EXERCISE AIM: Show each line in the data below that contains the word "road". Case counts.

(Part of a data file)

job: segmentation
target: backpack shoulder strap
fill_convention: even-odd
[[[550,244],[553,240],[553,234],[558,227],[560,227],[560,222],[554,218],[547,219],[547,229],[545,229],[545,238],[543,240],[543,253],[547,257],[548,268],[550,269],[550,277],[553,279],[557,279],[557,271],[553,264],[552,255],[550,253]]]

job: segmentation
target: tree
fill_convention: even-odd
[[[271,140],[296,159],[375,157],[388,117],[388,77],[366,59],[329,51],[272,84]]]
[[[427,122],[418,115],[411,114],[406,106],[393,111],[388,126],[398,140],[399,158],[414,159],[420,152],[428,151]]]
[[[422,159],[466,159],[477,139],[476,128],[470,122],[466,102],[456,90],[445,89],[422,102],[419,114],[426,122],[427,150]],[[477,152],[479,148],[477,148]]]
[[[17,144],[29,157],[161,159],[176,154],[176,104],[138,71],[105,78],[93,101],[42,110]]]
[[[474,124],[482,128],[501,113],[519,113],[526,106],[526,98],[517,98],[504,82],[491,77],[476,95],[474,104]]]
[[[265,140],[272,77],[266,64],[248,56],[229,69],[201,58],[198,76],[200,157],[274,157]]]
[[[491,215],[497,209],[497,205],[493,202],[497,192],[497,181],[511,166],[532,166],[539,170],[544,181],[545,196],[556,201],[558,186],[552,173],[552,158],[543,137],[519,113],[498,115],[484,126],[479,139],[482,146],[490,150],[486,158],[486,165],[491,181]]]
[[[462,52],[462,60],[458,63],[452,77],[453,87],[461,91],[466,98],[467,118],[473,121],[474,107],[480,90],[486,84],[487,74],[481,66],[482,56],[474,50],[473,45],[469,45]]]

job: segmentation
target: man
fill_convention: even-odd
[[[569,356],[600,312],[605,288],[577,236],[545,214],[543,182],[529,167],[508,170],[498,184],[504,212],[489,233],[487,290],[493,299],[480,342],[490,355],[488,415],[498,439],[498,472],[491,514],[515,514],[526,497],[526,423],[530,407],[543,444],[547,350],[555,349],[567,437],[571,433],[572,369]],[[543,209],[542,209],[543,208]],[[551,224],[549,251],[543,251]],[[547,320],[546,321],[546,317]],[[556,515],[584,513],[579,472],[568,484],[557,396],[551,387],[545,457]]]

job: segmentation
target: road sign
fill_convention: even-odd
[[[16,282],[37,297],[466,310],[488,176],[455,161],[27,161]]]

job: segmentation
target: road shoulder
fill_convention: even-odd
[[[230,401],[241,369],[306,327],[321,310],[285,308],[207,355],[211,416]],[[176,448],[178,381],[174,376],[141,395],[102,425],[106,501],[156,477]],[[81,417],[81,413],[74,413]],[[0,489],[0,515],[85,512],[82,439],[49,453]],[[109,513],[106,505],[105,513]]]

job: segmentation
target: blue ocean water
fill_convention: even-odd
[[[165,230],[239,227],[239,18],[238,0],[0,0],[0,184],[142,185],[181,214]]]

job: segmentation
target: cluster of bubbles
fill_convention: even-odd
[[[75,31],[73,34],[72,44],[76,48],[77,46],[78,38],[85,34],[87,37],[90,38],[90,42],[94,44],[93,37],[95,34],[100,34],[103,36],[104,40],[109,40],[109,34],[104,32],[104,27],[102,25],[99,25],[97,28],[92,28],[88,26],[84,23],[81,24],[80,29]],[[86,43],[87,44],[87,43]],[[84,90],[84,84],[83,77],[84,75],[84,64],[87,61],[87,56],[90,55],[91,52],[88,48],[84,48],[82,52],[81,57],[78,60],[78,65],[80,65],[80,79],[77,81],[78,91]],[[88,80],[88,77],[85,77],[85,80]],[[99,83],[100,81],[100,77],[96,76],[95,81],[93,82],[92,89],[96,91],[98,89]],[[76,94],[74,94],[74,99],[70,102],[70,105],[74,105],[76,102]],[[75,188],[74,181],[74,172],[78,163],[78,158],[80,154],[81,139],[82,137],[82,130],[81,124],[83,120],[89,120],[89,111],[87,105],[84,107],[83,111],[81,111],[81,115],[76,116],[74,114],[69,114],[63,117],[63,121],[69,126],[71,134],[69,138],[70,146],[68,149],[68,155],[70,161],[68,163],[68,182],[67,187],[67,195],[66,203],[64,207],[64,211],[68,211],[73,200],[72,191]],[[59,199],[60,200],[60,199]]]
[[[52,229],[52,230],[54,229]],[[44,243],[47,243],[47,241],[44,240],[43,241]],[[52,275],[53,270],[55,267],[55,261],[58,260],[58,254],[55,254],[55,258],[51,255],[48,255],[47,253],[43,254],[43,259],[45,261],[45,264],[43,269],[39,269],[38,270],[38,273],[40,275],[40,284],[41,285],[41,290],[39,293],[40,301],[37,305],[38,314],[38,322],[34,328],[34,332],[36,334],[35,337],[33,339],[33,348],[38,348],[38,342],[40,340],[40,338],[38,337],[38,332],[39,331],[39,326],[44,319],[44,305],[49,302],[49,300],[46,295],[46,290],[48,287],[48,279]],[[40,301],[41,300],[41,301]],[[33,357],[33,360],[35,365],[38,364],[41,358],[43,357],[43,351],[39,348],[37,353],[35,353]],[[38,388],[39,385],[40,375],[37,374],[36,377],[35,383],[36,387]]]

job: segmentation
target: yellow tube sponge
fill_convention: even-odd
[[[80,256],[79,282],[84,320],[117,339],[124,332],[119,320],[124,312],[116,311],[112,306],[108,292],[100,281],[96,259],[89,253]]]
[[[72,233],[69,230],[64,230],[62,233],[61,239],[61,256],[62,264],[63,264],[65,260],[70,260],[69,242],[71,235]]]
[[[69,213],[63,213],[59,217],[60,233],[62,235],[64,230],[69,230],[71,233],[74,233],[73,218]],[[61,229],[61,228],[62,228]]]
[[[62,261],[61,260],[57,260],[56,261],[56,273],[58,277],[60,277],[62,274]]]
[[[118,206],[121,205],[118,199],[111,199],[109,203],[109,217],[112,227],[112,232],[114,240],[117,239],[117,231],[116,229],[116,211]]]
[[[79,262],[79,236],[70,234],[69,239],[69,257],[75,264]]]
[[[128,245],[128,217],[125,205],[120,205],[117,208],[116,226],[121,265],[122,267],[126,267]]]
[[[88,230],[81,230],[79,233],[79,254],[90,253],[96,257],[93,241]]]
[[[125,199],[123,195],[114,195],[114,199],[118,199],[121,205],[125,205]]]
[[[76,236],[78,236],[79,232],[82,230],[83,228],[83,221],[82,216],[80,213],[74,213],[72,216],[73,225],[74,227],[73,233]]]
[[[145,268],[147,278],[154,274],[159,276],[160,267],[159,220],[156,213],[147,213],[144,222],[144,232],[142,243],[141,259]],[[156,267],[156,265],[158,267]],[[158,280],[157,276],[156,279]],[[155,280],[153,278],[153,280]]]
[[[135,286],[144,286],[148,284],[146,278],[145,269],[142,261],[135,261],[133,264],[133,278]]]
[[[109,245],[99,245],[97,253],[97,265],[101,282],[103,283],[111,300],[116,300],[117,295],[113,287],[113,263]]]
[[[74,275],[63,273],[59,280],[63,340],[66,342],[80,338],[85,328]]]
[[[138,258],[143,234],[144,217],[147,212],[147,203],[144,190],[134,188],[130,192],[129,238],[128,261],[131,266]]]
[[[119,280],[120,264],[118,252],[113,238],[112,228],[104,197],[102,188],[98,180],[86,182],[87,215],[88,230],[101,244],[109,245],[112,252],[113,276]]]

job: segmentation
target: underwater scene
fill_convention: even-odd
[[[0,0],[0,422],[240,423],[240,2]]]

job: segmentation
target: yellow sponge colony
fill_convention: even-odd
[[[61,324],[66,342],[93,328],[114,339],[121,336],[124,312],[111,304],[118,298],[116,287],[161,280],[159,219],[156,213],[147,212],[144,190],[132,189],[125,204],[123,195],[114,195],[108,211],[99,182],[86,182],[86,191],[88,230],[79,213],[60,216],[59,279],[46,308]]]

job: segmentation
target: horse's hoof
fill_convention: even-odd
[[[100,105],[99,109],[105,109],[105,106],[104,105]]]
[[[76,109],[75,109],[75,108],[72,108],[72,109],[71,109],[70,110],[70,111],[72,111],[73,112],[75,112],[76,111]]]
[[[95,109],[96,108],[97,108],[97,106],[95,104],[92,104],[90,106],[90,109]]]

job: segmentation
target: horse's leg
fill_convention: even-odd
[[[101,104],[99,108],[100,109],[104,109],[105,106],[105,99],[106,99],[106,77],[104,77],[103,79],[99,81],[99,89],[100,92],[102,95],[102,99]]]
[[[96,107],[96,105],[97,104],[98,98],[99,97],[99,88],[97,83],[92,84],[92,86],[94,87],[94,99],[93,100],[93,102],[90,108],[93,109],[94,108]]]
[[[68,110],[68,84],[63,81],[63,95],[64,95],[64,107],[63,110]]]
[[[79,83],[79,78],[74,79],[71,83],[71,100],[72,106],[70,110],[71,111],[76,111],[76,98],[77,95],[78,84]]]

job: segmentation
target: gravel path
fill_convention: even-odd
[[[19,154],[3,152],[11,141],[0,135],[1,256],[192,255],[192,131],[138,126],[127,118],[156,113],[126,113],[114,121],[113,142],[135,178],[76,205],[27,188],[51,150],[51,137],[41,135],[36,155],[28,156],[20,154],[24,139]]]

RESULT OF THE TASK:
target: road sign
target: road shoulder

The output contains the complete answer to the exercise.